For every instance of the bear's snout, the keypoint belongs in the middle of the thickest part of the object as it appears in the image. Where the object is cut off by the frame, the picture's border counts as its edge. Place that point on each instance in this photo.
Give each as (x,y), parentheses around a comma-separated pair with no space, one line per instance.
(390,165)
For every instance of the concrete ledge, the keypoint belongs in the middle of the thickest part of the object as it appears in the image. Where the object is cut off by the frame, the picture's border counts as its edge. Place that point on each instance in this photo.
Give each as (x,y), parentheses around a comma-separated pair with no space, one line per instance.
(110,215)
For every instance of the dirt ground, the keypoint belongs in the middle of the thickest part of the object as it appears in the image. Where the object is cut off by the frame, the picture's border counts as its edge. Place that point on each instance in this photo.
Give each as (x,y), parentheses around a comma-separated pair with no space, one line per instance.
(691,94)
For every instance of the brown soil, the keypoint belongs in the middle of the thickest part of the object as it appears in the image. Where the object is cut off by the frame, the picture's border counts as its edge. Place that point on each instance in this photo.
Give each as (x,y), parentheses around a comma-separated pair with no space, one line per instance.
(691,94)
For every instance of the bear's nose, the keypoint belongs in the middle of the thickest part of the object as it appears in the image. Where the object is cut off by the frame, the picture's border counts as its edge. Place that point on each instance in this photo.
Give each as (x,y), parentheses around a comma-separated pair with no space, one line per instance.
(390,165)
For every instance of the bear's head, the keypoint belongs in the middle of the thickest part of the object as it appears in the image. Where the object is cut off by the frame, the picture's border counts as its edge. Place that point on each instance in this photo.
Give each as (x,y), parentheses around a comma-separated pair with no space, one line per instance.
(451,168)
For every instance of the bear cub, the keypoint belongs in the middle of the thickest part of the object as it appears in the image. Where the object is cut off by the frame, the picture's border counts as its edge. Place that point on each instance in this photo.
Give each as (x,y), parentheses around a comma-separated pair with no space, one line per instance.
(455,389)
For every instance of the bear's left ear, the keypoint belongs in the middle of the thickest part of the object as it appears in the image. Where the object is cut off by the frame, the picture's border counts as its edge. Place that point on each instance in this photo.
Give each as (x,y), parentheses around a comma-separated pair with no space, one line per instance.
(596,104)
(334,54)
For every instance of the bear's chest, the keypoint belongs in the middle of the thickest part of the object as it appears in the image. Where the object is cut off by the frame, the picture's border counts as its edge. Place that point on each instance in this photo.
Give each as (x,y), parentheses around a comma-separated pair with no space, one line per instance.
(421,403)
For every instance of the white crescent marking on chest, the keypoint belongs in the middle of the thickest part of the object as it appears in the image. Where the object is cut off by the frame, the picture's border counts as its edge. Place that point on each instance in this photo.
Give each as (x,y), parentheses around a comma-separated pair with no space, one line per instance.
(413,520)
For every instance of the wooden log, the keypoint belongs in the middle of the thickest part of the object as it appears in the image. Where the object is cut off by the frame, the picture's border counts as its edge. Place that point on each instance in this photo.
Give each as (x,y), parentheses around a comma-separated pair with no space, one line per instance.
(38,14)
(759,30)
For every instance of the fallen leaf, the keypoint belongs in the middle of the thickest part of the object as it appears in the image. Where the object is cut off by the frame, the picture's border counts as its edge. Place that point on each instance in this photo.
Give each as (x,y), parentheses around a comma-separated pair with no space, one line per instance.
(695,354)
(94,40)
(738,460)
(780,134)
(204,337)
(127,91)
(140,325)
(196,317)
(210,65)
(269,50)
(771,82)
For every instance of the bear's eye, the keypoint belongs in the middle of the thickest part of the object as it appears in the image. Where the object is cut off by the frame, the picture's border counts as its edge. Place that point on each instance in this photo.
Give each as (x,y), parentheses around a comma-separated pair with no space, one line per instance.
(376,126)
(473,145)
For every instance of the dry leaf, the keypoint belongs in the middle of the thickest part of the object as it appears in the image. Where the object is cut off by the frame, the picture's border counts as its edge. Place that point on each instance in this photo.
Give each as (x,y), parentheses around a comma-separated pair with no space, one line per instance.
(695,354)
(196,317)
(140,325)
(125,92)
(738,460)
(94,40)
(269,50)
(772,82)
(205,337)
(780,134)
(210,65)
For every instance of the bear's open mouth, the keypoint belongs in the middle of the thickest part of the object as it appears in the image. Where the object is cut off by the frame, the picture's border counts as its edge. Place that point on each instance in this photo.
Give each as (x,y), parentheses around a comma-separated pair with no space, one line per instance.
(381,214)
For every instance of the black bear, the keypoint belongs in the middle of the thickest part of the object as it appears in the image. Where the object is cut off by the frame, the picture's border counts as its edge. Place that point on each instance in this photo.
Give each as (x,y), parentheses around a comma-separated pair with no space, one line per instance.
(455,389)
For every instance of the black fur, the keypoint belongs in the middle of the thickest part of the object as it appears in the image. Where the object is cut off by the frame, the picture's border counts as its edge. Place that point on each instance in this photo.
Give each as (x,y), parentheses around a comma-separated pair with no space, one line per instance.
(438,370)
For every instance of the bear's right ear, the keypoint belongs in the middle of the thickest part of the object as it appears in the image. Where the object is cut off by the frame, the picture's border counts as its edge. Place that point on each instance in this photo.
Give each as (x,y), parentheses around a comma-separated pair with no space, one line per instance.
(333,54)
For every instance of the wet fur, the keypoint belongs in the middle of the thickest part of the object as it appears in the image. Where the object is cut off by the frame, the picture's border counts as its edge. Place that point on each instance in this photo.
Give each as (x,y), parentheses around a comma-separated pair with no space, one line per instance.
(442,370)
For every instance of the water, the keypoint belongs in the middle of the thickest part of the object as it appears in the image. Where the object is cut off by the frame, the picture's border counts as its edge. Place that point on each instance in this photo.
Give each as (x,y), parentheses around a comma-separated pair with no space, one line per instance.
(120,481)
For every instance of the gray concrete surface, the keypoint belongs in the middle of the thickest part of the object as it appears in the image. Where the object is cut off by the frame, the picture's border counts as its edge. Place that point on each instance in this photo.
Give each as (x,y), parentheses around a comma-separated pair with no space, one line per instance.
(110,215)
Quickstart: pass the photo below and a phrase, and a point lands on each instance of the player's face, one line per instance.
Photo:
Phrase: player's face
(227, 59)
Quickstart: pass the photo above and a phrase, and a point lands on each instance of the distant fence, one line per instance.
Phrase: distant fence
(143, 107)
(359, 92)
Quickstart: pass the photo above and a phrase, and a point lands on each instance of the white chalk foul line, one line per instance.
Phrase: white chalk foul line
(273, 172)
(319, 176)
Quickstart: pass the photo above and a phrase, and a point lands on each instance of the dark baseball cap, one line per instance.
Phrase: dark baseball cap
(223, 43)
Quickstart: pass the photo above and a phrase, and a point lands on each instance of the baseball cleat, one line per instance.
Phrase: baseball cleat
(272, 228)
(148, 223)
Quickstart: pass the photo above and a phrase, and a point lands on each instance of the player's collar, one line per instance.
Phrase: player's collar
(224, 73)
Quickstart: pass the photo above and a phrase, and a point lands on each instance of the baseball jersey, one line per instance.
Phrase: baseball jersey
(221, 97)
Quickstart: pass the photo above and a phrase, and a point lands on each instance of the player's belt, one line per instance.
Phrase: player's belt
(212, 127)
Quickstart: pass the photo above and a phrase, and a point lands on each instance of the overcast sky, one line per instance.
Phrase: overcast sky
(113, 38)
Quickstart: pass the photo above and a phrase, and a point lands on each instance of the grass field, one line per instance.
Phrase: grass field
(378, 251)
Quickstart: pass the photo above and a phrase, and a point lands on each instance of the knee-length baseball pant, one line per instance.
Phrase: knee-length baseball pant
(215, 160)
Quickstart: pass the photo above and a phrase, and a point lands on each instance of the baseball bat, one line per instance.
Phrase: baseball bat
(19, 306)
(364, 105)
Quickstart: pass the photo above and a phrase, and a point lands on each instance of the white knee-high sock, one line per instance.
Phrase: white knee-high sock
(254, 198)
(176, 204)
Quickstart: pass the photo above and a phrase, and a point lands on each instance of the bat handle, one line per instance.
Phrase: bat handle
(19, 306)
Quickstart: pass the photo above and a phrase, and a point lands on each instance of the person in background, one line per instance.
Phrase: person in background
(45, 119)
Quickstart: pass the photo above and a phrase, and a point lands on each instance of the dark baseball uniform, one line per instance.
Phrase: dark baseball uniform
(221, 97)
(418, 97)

» **What you will do**:
Return every line from the one holding "bat, one line per instance." through the end of the data, exactly as it appears, with both ends kept and nothing else.

» **Correct answer**:
Quickstart: pass the photo above and a phrase, and a point lands on each instance of the baseball bat, one line per instance.
Phrase: baseball bat
(19, 306)
(364, 105)
Quickstart: pass the photo above and a phrase, and a point lands on each instance of the white knee-high sock, one line per instance.
Phrase: white knee-high sock
(254, 198)
(176, 204)
Quickstart: pass the photo above and a phrase, and a point lands on each instance of the bat handle, one line per instance.
Phrase: bat handle
(19, 306)
Quickstart: pass the photo above and a phrase, and a point lands on each instance of the person in background, one line per instance.
Phrase: person in background
(45, 119)
Quickstart: pass the photo above and a phrase, and a point lands on each instance of the dark baseball uniform, one line per instance.
Phrase: dark baseball uniform
(221, 97)
(418, 97)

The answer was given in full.